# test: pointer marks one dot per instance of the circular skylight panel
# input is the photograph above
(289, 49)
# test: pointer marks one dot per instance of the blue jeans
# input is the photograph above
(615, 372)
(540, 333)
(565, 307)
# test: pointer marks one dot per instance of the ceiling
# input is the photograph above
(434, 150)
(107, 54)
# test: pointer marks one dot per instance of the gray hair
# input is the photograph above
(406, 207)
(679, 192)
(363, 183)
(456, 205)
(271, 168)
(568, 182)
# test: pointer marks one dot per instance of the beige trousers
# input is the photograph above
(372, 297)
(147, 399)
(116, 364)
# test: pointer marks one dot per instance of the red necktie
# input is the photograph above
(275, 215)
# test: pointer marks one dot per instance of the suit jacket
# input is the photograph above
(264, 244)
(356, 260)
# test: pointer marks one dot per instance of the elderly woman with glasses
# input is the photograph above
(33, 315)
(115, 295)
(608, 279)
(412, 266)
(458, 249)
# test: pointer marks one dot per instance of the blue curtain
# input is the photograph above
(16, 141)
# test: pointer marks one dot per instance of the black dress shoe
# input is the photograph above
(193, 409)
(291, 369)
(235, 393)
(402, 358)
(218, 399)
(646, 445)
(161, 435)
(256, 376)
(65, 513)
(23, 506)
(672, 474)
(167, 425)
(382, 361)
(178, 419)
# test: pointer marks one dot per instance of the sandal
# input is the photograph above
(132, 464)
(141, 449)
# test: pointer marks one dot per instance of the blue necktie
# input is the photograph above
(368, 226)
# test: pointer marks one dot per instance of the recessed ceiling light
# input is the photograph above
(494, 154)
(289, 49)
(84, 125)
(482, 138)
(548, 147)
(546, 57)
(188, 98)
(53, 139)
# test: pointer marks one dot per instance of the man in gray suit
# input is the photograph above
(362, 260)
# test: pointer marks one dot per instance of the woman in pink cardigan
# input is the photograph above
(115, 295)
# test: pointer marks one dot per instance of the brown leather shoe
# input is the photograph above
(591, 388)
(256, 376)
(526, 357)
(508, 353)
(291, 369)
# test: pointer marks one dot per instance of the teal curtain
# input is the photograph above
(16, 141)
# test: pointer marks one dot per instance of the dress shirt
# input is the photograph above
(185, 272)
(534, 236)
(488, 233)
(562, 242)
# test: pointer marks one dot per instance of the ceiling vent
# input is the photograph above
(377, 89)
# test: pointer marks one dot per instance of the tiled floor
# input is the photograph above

§ §

Please copy all of the lines above word for word.

# test: pointer marks one dot per instance of the circular skylight panel
# input is the photograph above
(289, 49)
# test: pointer marks one dot per instance of the blue jeans
# input is the photograph above
(615, 372)
(540, 333)
(565, 307)
# test: pointer marks one dot per instance of the ceiling
# input is the photograph above
(434, 150)
(107, 54)
# test: pointer marks one dot per instance of the gray hair
# input is the photograph above
(406, 207)
(679, 192)
(363, 183)
(456, 205)
(271, 168)
(568, 182)
# test: pointer marks one dot per instance of the beige trousers
# input is the photograph above
(372, 297)
(147, 399)
(116, 364)
# test: pointer marks one dot per instance of the red necktie
# input is the photograph above
(275, 215)
# test: pointer marks one dot per instance of the suit jacket
# input is the photograph above
(264, 244)
(356, 260)
# test: pointer marks one dot per instance of the elderly woman with glasses
# input is the photograph above
(33, 315)
(115, 295)
(608, 279)
(412, 266)
(458, 249)
# test: pointer marks one dot per instance of the blue curtain
# input is the photograph above
(16, 141)
# test: pointer marks one dot per instance of the black dress shoe
# input is the photograph above
(193, 409)
(291, 369)
(235, 393)
(402, 358)
(218, 399)
(646, 445)
(161, 435)
(256, 376)
(65, 513)
(23, 506)
(672, 474)
(167, 425)
(382, 361)
(178, 419)
# test: pointer marks one dot per instance of the sandal
# input is the photograph above
(132, 464)
(141, 449)
# test: pointer marks one dot per instance of the blue necktie
# input is the photograph above
(368, 226)
# test: pointer marks one dot per instance of the recessed ceiling light
# input is the photograph above
(494, 154)
(289, 49)
(84, 125)
(482, 138)
(548, 147)
(546, 57)
(188, 98)
(53, 139)
# test: pointer marks one dot per instance of the man in gray suit
# input is the photograph above
(362, 260)
# test: pointer marks one dot per instance of the woman in pink cardigan
# input is the photograph above
(115, 295)
# test: pointer marks one dot per instance of the brown leather shoe
# input is the photograph above
(591, 388)
(256, 376)
(526, 357)
(508, 353)
(291, 369)
# test: pointer marks one dot per instance of the teal curtain
# input is the photograph above
(16, 141)
# test: pointer marks one dot per instance of the dress shirt
# input is the photograph above
(185, 272)
(534, 236)
(488, 233)
(562, 242)
# test: pointer marks one dot per instance of the ceiling vent
# input is the photograph above
(377, 89)
# test: pointer marks one dot per instance of the tiled floor
# input is the photograph above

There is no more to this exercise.